Your instructions:
Reproduce all of the material below, replacing every instance of "query string" with "text prompt" and leaving everything else unchanged.

Source material:
────

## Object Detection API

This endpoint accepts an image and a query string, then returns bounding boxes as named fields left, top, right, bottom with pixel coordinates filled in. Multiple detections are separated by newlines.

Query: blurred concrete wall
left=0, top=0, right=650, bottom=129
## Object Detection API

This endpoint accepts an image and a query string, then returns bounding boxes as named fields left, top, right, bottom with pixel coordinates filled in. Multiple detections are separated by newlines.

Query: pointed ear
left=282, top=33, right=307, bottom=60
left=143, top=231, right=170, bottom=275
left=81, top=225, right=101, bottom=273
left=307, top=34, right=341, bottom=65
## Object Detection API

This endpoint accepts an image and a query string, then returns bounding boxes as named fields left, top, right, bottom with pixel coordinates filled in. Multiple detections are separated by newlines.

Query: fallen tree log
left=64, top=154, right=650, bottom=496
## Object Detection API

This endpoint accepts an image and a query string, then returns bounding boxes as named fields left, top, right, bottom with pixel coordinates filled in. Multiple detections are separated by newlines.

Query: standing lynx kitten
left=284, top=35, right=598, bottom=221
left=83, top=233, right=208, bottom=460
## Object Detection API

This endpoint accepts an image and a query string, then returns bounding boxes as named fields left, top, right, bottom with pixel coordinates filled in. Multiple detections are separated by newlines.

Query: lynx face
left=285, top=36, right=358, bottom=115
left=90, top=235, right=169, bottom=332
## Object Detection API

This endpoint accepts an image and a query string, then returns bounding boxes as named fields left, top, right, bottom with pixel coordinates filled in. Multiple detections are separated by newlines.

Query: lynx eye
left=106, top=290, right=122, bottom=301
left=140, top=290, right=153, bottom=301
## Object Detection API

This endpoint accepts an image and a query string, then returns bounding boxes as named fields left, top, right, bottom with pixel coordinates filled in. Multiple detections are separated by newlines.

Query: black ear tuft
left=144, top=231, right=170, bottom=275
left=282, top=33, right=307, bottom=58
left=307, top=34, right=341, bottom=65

────

Result:
## Object Detection API

This endpoint accepts an image and a text prompt, then returns bounding boxes as named fields left, top, right, bottom with pixel coordinates filled in. Multiple detections are separated by newlines.

Query: blurred concrete wall
left=0, top=0, right=650, bottom=129
## Object Detection API

This endpoint accepts an image and a text prompt, then returns bounding boxes as named fields left, top, right, bottom with pixel coordinates filled in. Multiple detections are separated by newlines.

Query: pointed ear
left=282, top=33, right=307, bottom=60
left=143, top=231, right=170, bottom=275
left=81, top=225, right=101, bottom=273
left=307, top=34, right=341, bottom=65
## Object Detection API

This endpoint accepts an image and a text prompt, then returns bounding boxes as named fields left, top, right, bottom with pixel coordinates filled in. Multiple detections are separated by newlines.

Query: fallen tree log
left=64, top=154, right=650, bottom=496
## Object Detection API

This endpoint accepts an image and a text prompt, then returns bounding boxes as named fields left, top, right, bottom with pixel coordinates filled in. Multiple detections are separated by newlines.

Query: standing lynx kitten
left=284, top=35, right=598, bottom=221
left=83, top=233, right=208, bottom=460
## Object Detection API

This endpoint accepts an image and a text prompt, then returns bounding boxes as named fields left, top, right, bottom with pixel coordinates filled in. Multiple detections are separated by newlines.

Query: lynx face
left=285, top=36, right=358, bottom=115
left=90, top=235, right=169, bottom=332
## Object Detection API

This endpoint accepts an image and a text prompt, then returns bounding boxes as named fields left, top, right, bottom with pixel coordinates filled in. Multiple detections are separated by newlines.

Query: lynx eye
left=106, top=290, right=122, bottom=301
left=140, top=290, right=153, bottom=301
## Object Detection API

This endpoint accepts an image and a text prompt, then returns bounding boxes as named fields left, top, right, bottom with pixel coordinates filled in. Multiple detections are separated by newlines.

Query: black ear tuft
left=144, top=231, right=170, bottom=275
left=282, top=33, right=307, bottom=58
left=307, top=34, right=341, bottom=65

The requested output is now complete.